What is needed is the run of lines from the one with "Report the position of each instance of the smiling man" through the close of the data, set down exactly.
--- TASK INPUTS ---
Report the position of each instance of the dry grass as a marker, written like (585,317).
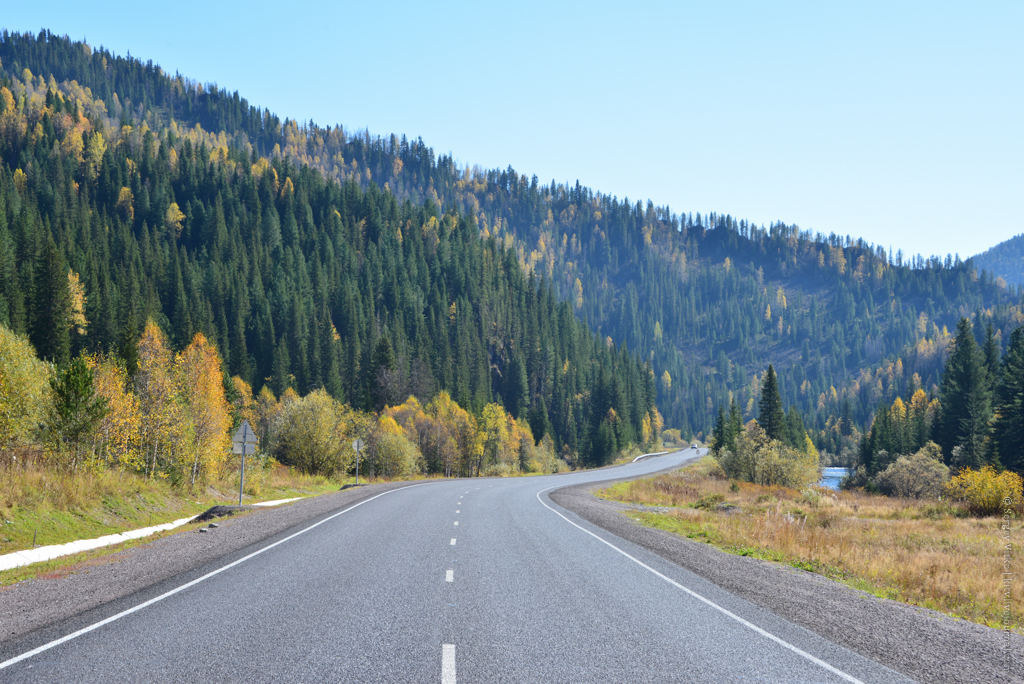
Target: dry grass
(43,506)
(922,552)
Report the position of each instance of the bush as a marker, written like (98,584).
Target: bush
(986,492)
(314,434)
(709,502)
(709,467)
(768,462)
(922,475)
(25,389)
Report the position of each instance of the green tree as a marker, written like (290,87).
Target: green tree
(966,399)
(771,418)
(1009,427)
(51,310)
(76,410)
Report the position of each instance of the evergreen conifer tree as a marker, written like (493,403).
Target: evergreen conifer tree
(771,418)
(1009,427)
(51,298)
(966,399)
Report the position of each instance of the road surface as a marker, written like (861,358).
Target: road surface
(454,581)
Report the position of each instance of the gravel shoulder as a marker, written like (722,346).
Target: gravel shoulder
(920,643)
(97,586)
(923,644)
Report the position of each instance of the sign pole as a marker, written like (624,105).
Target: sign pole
(357,445)
(244,442)
(242,480)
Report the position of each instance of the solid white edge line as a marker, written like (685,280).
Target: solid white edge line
(108,621)
(724,611)
(448,664)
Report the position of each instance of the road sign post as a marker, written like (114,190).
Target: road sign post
(357,445)
(244,442)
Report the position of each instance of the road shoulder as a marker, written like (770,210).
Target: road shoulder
(50,600)
(920,643)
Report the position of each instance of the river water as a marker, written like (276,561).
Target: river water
(832,476)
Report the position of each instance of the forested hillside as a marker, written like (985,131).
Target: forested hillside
(708,301)
(109,220)
(1006,260)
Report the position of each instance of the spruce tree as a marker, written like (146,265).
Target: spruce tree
(1009,427)
(77,410)
(966,399)
(771,418)
(51,314)
(734,427)
(718,432)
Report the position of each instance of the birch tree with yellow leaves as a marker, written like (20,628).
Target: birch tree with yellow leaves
(207,417)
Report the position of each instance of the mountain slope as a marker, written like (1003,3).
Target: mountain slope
(300,281)
(708,300)
(1006,260)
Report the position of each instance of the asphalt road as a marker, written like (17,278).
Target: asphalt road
(458,581)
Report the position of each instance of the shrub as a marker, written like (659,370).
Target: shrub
(768,462)
(986,492)
(919,476)
(710,501)
(710,467)
(25,389)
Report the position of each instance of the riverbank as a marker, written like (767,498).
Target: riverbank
(925,553)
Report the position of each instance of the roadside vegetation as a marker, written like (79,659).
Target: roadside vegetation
(935,553)
(45,506)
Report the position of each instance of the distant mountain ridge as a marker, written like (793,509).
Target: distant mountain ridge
(709,301)
(1006,260)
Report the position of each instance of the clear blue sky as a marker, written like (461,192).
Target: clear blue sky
(899,122)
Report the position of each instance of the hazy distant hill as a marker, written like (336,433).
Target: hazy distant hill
(1006,260)
(709,301)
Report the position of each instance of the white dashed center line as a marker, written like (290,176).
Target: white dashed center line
(448,664)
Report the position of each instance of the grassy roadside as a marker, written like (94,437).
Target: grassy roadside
(47,507)
(925,553)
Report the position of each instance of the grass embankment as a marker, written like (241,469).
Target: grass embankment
(926,553)
(45,507)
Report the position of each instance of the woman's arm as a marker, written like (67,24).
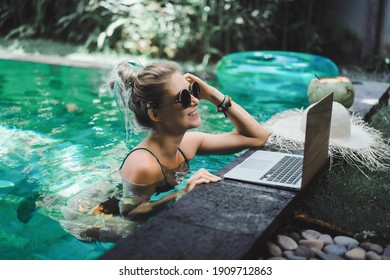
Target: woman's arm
(248,132)
(135,204)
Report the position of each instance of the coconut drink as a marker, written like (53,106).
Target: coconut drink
(341,87)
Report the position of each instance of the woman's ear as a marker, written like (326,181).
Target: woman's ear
(154,115)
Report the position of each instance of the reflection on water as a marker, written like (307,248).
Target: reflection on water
(61,133)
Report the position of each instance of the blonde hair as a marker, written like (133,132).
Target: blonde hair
(138,89)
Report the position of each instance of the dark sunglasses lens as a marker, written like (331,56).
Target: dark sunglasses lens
(185,98)
(195,89)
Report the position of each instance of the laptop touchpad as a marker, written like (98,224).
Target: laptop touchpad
(256,164)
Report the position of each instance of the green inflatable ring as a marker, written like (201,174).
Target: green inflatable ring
(272,73)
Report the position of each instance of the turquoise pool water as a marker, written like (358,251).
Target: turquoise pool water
(60,132)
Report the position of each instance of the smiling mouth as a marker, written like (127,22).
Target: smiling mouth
(194,113)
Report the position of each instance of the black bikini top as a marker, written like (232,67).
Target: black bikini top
(167,186)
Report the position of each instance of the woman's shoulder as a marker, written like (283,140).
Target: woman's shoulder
(191,143)
(142,168)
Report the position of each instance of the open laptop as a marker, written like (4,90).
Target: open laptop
(290,171)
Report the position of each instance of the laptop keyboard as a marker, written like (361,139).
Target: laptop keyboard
(288,170)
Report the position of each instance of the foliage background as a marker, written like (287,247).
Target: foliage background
(177,29)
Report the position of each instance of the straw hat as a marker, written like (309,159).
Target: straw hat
(351,138)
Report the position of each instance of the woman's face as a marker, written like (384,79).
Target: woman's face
(173,115)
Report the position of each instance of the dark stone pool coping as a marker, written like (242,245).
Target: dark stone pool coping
(226,220)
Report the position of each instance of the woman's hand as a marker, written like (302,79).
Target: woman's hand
(207,92)
(202,176)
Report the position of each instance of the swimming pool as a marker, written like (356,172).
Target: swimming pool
(61,132)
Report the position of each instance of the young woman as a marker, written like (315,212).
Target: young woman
(165,102)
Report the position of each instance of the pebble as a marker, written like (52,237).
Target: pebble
(345,240)
(326,238)
(274,249)
(356,254)
(372,256)
(368,246)
(295,235)
(304,251)
(286,242)
(313,245)
(311,234)
(335,249)
(318,244)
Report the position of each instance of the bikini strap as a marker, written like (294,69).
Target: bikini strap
(184,156)
(162,170)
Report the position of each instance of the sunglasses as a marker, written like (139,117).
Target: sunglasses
(185,95)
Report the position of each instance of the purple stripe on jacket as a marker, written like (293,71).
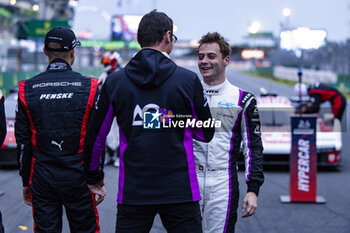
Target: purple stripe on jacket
(250,149)
(229,172)
(240,98)
(122,145)
(100,141)
(198,133)
(188,144)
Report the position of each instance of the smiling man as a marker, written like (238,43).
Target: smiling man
(216,161)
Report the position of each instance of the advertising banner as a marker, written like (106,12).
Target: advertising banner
(303,159)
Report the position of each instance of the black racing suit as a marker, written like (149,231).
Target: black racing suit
(51,120)
(148,97)
(320,93)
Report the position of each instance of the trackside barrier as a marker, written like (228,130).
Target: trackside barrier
(303,161)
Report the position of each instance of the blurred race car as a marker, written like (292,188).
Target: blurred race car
(8,154)
(275,112)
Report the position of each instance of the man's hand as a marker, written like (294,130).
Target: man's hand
(250,203)
(99,190)
(27,196)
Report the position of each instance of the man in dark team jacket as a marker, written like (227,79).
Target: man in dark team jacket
(51,121)
(157,171)
(2,138)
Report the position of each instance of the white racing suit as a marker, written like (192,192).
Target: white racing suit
(216,161)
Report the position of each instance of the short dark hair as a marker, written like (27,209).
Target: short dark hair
(153,27)
(56,54)
(215,37)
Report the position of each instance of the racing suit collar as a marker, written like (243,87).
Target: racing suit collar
(216,89)
(58,65)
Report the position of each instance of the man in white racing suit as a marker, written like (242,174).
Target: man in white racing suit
(216,161)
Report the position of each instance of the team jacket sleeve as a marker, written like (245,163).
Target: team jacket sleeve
(23,135)
(201,111)
(314,106)
(98,127)
(2,120)
(252,146)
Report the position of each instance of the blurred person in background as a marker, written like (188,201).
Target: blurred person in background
(2,138)
(216,161)
(320,93)
(51,120)
(157,172)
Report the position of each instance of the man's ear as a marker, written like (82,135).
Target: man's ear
(72,53)
(227,60)
(167,36)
---
- [WRITTEN ANSWER]:
Report the position of each instance of the smiling man as a marker, written like (238,43).
Target: smiling man
(216,161)
Report the position of each instance of the advertising banner as a marker, written like (106,12).
Target: advertising banner
(303,159)
Report the position of each instance of the black racing suit as a marker, written like (149,231).
Target: black racing suit
(51,120)
(148,97)
(320,93)
Report the position of each instance of the trackside barrier as a marker, written like (228,130).
Target: trackside barrier
(303,161)
Report the position of each instance of the blurred race car as a marker, written like (292,188).
Target: blurred race car
(8,154)
(275,112)
Report the position of each instance of the man's hand as a marker, written like (294,130).
Target: man's hand
(250,203)
(99,190)
(27,196)
Report the position of each instance of the man in dark team jacket as a marker, written like (227,79).
Target: man in dark team jacket
(51,121)
(157,171)
(2,138)
Report the position of each instance of the white racing suit as a marker, written like (192,192).
Target: white racing suit
(216,161)
Report the position of each instance of the short dark hair as a marker, written like (27,209).
Target: short dark hair
(153,27)
(56,54)
(215,37)
Report the position of each instance of the racing suit collar as a marker, written like (243,87).
Target: racing suit collar
(216,89)
(58,65)
Report the position of each instance of the man in white racing suit as a marker, written like (242,174).
Target: man in white racing suit
(216,161)
Report the position of each instance of the team jacket sleeve as a marker, written like (245,163).
Target: team jacket sleeve
(23,135)
(201,111)
(314,106)
(98,127)
(2,120)
(252,146)
Report the position of each instance of the blurred person in background as a marker, written like (188,201).
Target: blurred person in background
(2,138)
(216,161)
(320,93)
(51,120)
(157,172)
Report the position of each instance of the man's ear as a marker, written like (82,135).
Target: man's ear
(72,53)
(227,60)
(167,36)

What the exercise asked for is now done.